┌─ RECORD EXTRACTS

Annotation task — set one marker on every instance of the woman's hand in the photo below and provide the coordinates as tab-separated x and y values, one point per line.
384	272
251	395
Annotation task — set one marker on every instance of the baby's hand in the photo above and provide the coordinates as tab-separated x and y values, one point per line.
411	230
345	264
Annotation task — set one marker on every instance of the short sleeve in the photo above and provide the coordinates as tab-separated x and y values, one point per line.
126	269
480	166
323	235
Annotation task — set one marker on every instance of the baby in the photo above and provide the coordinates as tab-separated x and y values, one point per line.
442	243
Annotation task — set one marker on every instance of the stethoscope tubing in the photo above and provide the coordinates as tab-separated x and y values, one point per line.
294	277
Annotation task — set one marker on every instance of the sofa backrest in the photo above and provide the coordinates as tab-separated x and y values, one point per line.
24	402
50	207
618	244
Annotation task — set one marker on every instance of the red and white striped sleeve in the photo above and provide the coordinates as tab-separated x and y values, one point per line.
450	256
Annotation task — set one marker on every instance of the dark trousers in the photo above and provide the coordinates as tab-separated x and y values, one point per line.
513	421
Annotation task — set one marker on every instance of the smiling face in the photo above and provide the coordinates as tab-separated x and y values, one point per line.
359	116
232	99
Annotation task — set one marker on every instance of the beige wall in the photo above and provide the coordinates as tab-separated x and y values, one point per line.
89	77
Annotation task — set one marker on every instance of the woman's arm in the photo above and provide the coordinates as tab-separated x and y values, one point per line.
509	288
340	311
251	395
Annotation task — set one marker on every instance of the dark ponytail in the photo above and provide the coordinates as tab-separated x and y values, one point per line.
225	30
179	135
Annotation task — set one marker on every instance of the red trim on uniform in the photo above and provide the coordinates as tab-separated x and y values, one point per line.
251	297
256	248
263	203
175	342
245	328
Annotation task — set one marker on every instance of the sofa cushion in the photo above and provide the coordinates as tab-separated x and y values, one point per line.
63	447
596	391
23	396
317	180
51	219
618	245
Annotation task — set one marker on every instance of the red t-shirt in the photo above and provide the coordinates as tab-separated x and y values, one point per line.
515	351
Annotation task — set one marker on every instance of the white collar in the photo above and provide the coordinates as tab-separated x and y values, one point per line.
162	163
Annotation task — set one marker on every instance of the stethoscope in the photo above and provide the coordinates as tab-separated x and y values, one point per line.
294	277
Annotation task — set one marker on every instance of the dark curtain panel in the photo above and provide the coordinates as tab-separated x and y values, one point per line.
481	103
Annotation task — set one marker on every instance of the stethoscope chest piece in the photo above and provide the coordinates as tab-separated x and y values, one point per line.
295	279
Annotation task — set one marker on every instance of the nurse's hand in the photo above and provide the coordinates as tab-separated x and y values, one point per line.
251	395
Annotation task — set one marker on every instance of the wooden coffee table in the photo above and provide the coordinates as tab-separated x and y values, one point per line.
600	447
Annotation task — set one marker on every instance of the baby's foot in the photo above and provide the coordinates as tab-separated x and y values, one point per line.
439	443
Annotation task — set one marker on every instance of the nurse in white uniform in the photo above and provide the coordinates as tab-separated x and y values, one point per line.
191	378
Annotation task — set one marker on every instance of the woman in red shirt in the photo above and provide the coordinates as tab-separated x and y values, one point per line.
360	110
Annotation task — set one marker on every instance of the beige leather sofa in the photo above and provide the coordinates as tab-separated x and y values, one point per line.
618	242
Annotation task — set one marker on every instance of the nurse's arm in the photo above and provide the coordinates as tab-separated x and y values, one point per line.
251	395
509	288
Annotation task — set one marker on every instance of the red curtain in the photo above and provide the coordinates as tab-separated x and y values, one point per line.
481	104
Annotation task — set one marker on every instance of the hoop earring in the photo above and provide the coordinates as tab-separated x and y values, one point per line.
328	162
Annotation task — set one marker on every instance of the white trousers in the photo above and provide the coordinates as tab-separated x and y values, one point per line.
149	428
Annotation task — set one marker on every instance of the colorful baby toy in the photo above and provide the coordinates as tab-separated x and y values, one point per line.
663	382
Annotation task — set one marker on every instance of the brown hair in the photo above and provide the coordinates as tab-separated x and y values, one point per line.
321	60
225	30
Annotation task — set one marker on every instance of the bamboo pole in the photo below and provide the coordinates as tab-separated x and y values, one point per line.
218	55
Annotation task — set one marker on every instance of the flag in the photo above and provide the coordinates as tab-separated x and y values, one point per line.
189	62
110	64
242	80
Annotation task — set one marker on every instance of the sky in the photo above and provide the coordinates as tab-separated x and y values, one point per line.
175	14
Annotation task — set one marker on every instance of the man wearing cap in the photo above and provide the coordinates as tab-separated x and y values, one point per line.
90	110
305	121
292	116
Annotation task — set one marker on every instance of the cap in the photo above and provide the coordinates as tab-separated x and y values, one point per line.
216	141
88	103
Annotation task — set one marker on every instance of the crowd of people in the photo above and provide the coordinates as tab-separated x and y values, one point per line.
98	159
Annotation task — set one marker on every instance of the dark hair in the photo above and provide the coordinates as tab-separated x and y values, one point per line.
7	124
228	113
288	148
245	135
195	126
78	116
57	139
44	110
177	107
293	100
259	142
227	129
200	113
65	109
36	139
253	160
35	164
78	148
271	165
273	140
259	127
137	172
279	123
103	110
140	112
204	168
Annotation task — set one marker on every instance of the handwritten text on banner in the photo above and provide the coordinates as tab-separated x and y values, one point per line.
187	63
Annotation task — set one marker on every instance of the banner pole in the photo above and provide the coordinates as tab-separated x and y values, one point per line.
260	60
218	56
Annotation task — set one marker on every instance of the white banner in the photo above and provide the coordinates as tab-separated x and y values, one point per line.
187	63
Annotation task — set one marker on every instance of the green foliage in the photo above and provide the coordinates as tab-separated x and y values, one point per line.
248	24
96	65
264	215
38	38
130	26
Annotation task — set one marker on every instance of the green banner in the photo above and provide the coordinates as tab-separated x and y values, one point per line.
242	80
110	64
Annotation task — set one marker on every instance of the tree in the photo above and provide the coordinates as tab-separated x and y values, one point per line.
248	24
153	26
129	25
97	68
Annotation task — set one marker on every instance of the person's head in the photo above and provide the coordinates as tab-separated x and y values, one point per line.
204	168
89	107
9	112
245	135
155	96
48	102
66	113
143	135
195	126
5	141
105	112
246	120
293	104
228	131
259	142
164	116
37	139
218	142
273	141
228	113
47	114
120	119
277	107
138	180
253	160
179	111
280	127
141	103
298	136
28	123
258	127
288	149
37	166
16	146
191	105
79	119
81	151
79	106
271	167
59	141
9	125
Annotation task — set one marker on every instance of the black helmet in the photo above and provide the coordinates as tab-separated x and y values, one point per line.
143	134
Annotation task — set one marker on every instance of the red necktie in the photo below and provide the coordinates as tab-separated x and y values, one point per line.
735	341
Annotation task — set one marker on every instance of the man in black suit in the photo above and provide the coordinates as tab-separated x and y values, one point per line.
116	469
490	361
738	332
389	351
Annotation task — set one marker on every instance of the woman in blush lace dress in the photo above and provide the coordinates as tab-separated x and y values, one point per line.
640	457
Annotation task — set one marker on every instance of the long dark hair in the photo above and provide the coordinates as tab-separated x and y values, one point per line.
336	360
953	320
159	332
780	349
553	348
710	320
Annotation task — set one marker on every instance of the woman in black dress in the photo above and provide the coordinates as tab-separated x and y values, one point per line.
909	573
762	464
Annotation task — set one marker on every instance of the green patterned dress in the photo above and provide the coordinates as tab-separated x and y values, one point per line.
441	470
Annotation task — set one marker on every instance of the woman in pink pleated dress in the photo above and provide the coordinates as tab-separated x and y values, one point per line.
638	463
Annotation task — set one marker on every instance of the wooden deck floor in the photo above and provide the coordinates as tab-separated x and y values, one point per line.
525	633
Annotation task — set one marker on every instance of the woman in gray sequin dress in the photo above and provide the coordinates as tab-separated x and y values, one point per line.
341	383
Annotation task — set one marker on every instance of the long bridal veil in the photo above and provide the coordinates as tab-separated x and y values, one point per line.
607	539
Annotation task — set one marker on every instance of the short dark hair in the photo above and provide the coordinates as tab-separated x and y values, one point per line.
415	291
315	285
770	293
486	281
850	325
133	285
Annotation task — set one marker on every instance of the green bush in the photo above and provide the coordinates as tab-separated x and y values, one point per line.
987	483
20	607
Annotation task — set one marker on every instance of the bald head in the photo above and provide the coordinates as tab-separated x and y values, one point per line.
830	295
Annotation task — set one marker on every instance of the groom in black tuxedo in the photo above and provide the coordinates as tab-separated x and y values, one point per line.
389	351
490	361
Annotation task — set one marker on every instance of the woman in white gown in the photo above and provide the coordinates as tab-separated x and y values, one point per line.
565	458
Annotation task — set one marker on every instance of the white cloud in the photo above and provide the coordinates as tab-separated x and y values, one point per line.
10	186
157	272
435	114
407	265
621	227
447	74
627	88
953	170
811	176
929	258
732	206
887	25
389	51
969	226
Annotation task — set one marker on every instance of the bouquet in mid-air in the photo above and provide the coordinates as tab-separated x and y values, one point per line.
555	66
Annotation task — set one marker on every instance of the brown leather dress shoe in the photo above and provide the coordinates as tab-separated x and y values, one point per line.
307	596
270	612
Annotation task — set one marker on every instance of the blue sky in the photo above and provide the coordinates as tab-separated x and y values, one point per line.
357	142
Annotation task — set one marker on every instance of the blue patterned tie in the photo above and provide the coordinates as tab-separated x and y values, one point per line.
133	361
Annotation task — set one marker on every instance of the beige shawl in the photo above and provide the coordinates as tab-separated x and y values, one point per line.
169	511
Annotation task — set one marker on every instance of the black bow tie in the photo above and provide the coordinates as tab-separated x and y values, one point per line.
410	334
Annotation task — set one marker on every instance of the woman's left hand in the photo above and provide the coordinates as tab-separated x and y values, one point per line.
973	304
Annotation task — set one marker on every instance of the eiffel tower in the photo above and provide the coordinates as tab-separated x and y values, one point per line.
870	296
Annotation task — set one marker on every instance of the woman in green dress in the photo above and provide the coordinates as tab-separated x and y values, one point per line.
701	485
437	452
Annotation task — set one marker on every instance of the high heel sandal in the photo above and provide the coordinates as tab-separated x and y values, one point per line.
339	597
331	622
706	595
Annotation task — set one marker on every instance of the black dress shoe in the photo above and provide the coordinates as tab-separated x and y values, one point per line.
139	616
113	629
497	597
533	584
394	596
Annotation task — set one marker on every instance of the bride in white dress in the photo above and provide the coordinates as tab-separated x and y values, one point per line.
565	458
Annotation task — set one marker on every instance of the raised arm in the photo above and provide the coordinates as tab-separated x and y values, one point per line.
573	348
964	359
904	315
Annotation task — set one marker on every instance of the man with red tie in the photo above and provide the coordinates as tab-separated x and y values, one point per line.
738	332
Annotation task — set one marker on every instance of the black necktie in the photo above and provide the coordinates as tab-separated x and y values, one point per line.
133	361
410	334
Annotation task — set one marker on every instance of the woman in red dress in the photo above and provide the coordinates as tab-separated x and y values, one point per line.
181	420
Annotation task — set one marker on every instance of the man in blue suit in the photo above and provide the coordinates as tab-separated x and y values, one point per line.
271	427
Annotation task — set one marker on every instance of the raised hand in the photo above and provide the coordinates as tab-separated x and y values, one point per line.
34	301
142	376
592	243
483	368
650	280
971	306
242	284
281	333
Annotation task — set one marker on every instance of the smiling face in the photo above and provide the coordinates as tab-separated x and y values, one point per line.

└─

WHAT THIS TASK INVOLVES
The line containing "of the high" marks the start; retype it and each line after it through the end of the records above, exactly.

RESULT FOR THIS EXERCISE
Annotation task — set one marker on every instance of the high heel sandal in the photo above and provide the coordinates as tab-separated x and y values, one point per line.
339	597
331	622
706	595
Annotation task — set one marker on every instance of the black dress shoe in the photo above and provide the coordinates as tab-separated x and y values, one point per line.
139	616
113	629
497	597
533	584
394	596
Annotation task — set one marker on every instance of the bride in white dress in the photo above and provide the coordinates as tab-separated x and y values, one point per line.
565	458
Annotation task — set one marker on every instance of the raised arm in the photo above and provide the coordinates as tab-separated x and y values, one point per line.
573	348
964	359
904	315
Annotation task — set one marker on every instance of the man with red tie in the photo above and provide the coordinates as tab-separated x and y values, one point per line.
738	332
Annotation task — set one marker on every instance of the black necktie in the photo above and provide the coordinates as tab-separated x and y values, one point per line.
133	361
410	334
Annotation task — set one marker on every instance of the woman in red dress in the photo above and provide the coordinates as tab-separated x and y values, one point per line.
181	420
Annotation task — set one marker on every instance of the man in blue suit in the photo above and provide the coordinates as tab-separated x and y values, one point per line.
271	427
Annotation task — set one marker on every instance of the raised hand in the photo above and provide the coordinates as tab-separated x and y values, one point per line.
34	301
142	376
592	243
483	368
650	280
971	306
242	284
281	333
Annotation task — set one marker on every instance of the smiling face in the photo above and provide the coordinates as tab-separated x and y values, one point per line.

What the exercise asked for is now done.